Reproduce the records below in full and without edits, omitting images.

- Opening Delimiter -

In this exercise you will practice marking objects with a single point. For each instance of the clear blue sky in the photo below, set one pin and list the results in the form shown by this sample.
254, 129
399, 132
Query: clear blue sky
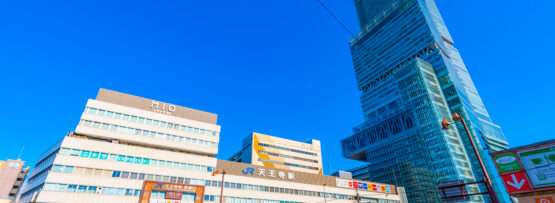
277, 67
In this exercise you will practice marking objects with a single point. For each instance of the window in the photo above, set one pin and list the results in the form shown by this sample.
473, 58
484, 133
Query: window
82, 188
72, 188
116, 174
85, 154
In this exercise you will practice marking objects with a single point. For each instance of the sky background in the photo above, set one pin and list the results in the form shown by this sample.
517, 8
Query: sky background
280, 67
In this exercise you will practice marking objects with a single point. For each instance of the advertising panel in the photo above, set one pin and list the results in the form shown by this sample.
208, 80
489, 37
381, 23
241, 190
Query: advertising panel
516, 182
365, 186
536, 161
540, 165
158, 192
507, 162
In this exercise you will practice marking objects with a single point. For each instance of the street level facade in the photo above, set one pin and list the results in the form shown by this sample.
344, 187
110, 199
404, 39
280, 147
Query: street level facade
528, 171
12, 175
411, 76
129, 149
279, 153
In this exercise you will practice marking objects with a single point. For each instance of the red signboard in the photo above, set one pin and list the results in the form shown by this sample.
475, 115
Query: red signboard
516, 182
545, 200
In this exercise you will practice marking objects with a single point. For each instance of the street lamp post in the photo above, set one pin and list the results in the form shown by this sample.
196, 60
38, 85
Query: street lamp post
222, 172
457, 117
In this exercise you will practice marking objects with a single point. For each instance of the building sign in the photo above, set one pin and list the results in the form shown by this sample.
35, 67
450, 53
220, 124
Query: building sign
507, 163
254, 171
545, 200
540, 166
267, 172
162, 108
516, 182
172, 191
365, 186
127, 100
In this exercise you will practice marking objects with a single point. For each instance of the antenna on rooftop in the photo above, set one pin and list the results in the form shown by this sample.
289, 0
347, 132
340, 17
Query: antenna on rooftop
20, 152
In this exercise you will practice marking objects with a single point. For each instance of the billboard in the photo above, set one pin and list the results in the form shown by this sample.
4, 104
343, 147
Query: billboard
529, 168
540, 165
158, 192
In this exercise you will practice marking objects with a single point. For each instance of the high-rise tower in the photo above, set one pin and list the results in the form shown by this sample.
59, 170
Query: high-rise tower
410, 77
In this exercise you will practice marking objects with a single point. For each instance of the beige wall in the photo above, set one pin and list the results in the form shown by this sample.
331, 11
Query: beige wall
9, 171
153, 105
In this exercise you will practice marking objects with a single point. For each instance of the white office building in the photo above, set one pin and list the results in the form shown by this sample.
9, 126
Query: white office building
122, 142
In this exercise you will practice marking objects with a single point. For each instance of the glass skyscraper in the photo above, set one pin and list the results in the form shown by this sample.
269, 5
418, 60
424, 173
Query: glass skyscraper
411, 76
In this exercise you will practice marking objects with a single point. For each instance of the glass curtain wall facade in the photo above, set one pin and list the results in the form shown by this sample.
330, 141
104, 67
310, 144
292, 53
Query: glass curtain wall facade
410, 35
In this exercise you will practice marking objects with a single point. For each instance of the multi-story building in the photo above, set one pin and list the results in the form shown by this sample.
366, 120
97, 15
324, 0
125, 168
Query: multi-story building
411, 76
130, 149
279, 153
12, 175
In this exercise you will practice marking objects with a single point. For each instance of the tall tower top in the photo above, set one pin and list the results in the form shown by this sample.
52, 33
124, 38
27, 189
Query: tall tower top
368, 10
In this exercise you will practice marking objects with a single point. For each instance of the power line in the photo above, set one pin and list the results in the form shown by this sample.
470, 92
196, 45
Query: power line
335, 17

- Closing Delimiter -

> [Result below]:
In this exercise you will practice marking objects with a single point. For each instance of the clear blue sky in the photo below, set one pin and list the results in the form shown by this sample.
254, 129
399, 132
Query: clear blue sky
277, 67
In this exercise you will practice marking objects with a single point. For each instance of the window in the photo above, set one pin and list the results in the form shown by this sample.
473, 58
484, 133
Query: window
82, 188
72, 188
116, 174
85, 154
In this exercise you will practice marking objects with a single point. For each instance of the sky background in the photo above, set one pin and list the results in the form shown by this sample.
517, 8
Query: sky background
280, 67
In this exercise you will practice marking objects with a single point. For each instance of the advertising panel in the photo above, set one pin and list the results in the form shown by this sample.
208, 80
489, 37
381, 23
241, 190
Query: advertising panel
516, 182
365, 186
536, 161
540, 165
158, 192
507, 162
In this exercise you will practice marking objects with a single point. For each instance of the street level facade in the photo above, set one pin and list the results in the form shown by this sample.
344, 187
110, 199
404, 39
280, 147
Query: street level facade
528, 171
12, 175
411, 76
129, 149
279, 153
In this exercise you will practice marking objects with a single point. For each instance of the red signboard in the photo above, set one pin and list the results in the form shown by this sample.
475, 115
Query: red signboard
516, 182
545, 200
In this exercise you will practice marking objects with a single point. For each instance of the street lamp post in the photo above, set one pin and list the results in the form shown by this sample.
196, 60
38, 85
Query: street lamp post
222, 172
457, 117
In this exercise you will practice marking objects with a single point. For each instance of the building sign in the photo above, set one pin and list the results in the form shown by this sample.
35, 67
450, 53
220, 124
Query: building sign
507, 163
254, 171
545, 200
540, 166
267, 172
162, 108
516, 182
172, 191
365, 186
127, 100
In this exercise you will practice marking objects with a single point. For each instance of the antenna on rooftop in the photo above, set one pin and list the results in the form shown by this sample.
289, 0
347, 132
340, 17
Query: antenna on rooftop
20, 152
In this exercise you will practice marking objects with a single point. For each instance of the billboard in the photo above, set one pin and list the results in the form shown by this sample.
4, 104
343, 147
Query: billboard
529, 168
540, 165
158, 192
In this exercise you will practice marking objects with a single point. For each instance of the high-rise tower in the photo above, set one pin and list the results in the form shown by this sample.
59, 170
Query: high-rise tower
410, 77
In this exercise you will practice marking objects with a single point. For each instance of the beige wall in the photo above, set one pin and list the results in the form shown by this sample.
331, 11
Query: beige wall
9, 171
153, 105
In this exercise you will practice marking objects with a single point. For each instance of the white office building in the photo above, set one pin and list the results in the form shown by this sample.
9, 126
Query: white office building
122, 142
In this exercise you will practice marking objects with a single point. For each instance of the glass skyscraper in the photo above, set one pin and list the results in the form shown by this sample.
269, 5
418, 60
424, 173
Query: glass skyscraper
411, 76
In this exercise you will practice marking objects with a single point. For each instance of the glass curtain wall facade in the photo above, set one pin and list the results in the form shown by this sample.
330, 141
104, 67
310, 144
292, 53
Query: glass curtain wall facade
410, 35
In this exercise you will practice marking objects with a single point. For each instance of the multi-story building in the photo above, set one pin and list the results in the form shown by this sample.
366, 120
97, 15
324, 0
125, 168
Query: multi-story building
411, 76
130, 149
279, 153
12, 175
In this exercise you will practice marking objects with a single point. For each instance of the tall tower top in the photo above, set one pin and list the results in the form shown by this sample.
52, 33
124, 38
27, 189
Query: tall tower top
368, 10
In this exercise you will practice marking objects with a single point. For each instance of the power line in the photo above, set one pin and list the results in the form shown by this sample.
470, 92
196, 45
Query: power line
335, 17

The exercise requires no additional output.